Complete the following =>
**A)** Please rewrite the dialysis automation summary starting at "This study addresses" and ending at "automation and efficiency.", changing "wet chemistry laboratories" to "chemistry labs".
**B)** According to the dialysis automation summary, why are tedious manual procedures considered a bottleneck for modern experimental science? Answer in one to three sentences.
**C)** List the fields where the dialysis automation summary says manual procedures increase burdens, along with the kinds of synthesis in which it says dialysis is commonly used.

Exercise text =>
------------------------------------------------

This study addresses the cumbersome, time-consuming nature of multi-day purification procedures such as dialysis in chemical experimentation, which significantly burdens researchers. To tackle this challenge, the work introduces user-centered design methodology into the automation of chemical dialysis for the first time. Through two iterative rounds of usability studies, the authors developed a robotic-assisted dialysis system tailored specifically for wet chemistry laboratories. By deeply integrating human–robot interaction principles with robotic experimental techniques, the system not only aligns precisely with practitioners’ real-world needs and substantially reduces experimental workload but also demonstrates extensibility to other laboratory workflows. This approach establishes a novel paradigm for enhancing scientific research automation and efficiency.

Scientists perform diverse manual procedures that are tedious and laborious. Such procedures are considered a bottleneck for modern experimental science, as they consume time and increase burdens in fields including material science and medicine. We employ a user-centered approach to designing a robot-assisted system for dialysis, a common multi-day purification method used in polymer and protein synthesis. Through two usability studies, we obtain participant feedback and revise design requirements to develop the final system that satisfies scientists'needs and has the potential for applications in other experimental workflows. We anticipate that integration of this system into real synthesis procedures in a chemical wet lab will decrease workload on scientists during long experimental procedures and provide an effective approach to designing more systems that have the potential to accelerate scientific discovery and liberate scientists from tedious labor.

------------------------------------------------

Supplied data =>
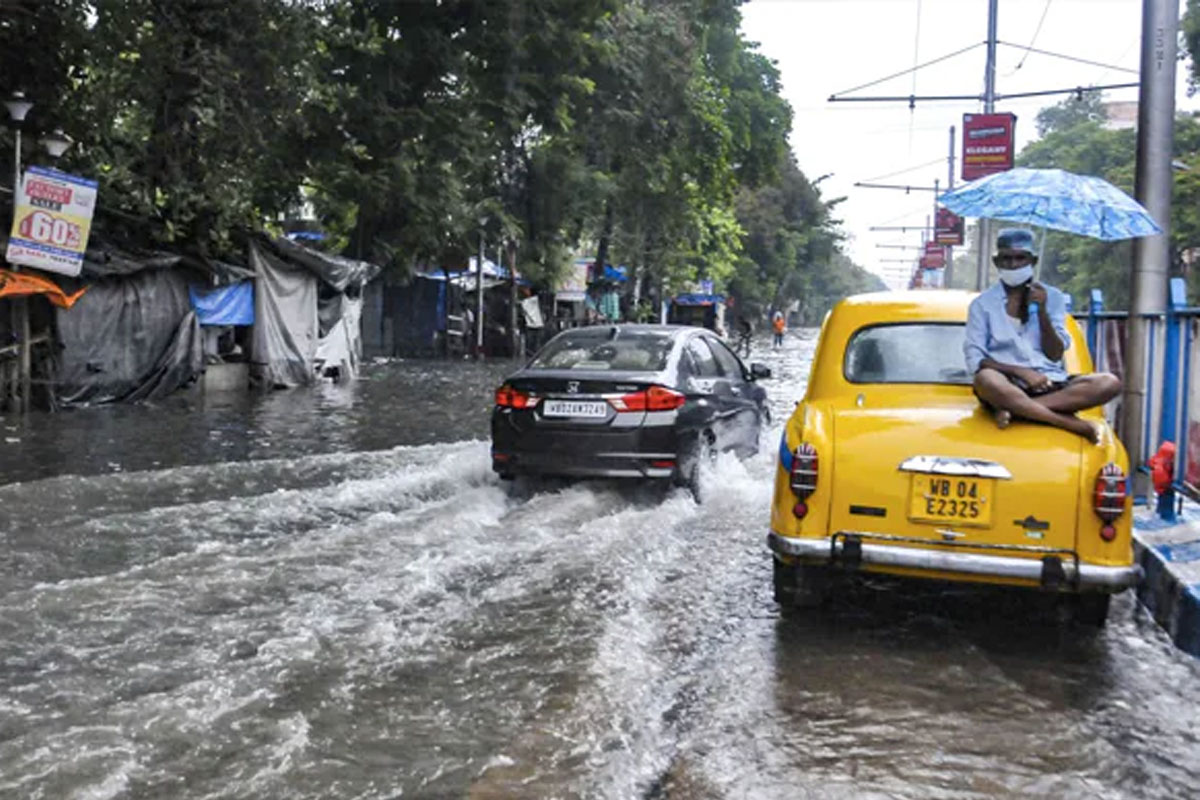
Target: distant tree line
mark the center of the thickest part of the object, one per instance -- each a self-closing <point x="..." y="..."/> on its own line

------------------------------------------------

Solutions by task =>
**A)**
This study addresses the cumbersome, time-consuming nature of multi-day purification procedures such as dialysis in chemical experimentation, which significantly burdens researchers. To tackle this challenge, the work introduces user-centered design methodology into the automation of chemical dialysis for the first time. Through two iterative rounds of usability studies, the authors developed a robotic-assisted dialysis system tailored specifically for chemistry labs. By deeply integrating human–robot interaction principles with robotic experimental techniques, the system not only aligns precisely with practitioners’ real-world needs and substantially reduces experimental workload but also demonstrates extensibility to other laboratory workflows. This approach establishes a novel paradigm for enhancing scientific research automation and efficiency.

**B)** They are considered a bottleneck because they consume time and increase burdens in fields including material science and medicine.

**C)**
- Material science
- Medicine
- Polymer synthesis
- Protein synthesis